5
\$\begingroup\$

While posting this, I noticed there are quite a few similar C hash table implementations here already. So I figured one more wouldn't hurt. :-) In any case, I'm writing a teaching article on "how to implement a hash table in C", and I'm wondering if I can get some feedback on my implementation (ht.h and ht.c, with a usage example in demo.c). The goal is not maximum performance, but simplicity and good style.

This hash table is a very simple array of entries that uses open addressing and linear probing, and the FNV-1 hash function. The capacity is always a power of two, and it automatically expands and re-hashes when it's half full.

A few notes about the C API design:

  • For simplicity, we use C-style NUL-terminated strings. I know there are more efficient approaches to string handling, but this fits with C's standard library.
  • The ht_set function allocates and copies the key (if inserting for the first time). Usually you don't want the caller to have to worry about this, or ensuring the key memory stays around. Note that ht_set returns a pointer to the duplicated key. This is mainly used as an "out of memory" error signal -- it returns NULL on failure.
  • Values can't be NULL. This makes the return value of ht_get slightly simpler (NULL means not present and can't mean a NULL value). I'm not sure whether this is a good idea or not.
  • There are various ways I could have done iteration. Using an explicit iterator type with a while loop seems simple and natural in C (see the example below). The value returned from ht_iterator is a value, not a pointer, both for efficiency and so the caller doesn't have to free anything.
  • There's no ht_remove to remove an item from the hash table. It wouldn't be hard to write, but I don't often need to remove items when using a hash table, so for simplicity I've left it out.

ht.h:

#ifndef _HT_H
#define _HT_H

#include <stdbool.h>
#include <stddef.h>

// Hash table entry (this is not actually part of the public API).
typedef struct {
    char* key;
    void* value;
} _ht_entry;

// Hash table structure: create with ht_create, free with ht_destroy.
typedef struct {
    // Don't use these fields directly.
    _ht_entry* _entries; // hash buckets (entry.key != NULL if populated)
    size_t _capacity;    // size of _entries array
    size_t _length;      // number of items in hash table
} ht;

// Hash table iterator: create with ht_iterator, iterate with ht_next.
typedef struct {
    char* key;      // current key
    void* value;    // current value

    // Don't use these fields directly.

━━━━

Please reproduce the passage of the hash table post starting with "#ifndef _HT_H" and going on through "free with ht_destroy.", updating each "_HT_H" to "HT_H_INCLUDED". The data comes from a separate source.

*PROVIDED DATA*.
━━━━

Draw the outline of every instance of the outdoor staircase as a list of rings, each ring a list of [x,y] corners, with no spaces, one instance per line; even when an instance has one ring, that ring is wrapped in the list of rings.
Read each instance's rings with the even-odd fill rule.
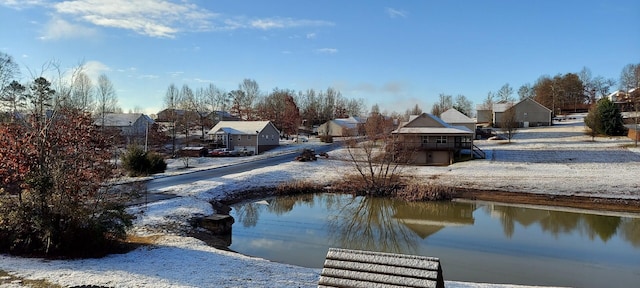
[[[476,144],[473,144],[471,148],[471,153],[473,154],[473,158],[475,159],[485,159],[487,158],[487,154],[482,151]]]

━━━━

*EXERCISE ANSWER*.
#ifndef HT_H_INCLUDED
#define HT_H_INCLUDED

#include <stdbool.h>
#include <stddef.h>

// Hash table entry (this is not actually part of the public API).
typedef struct {
    char* key;
    void* value;
} _ht_entry;

// Hash table structure: create with ht_create, free with ht_destroy.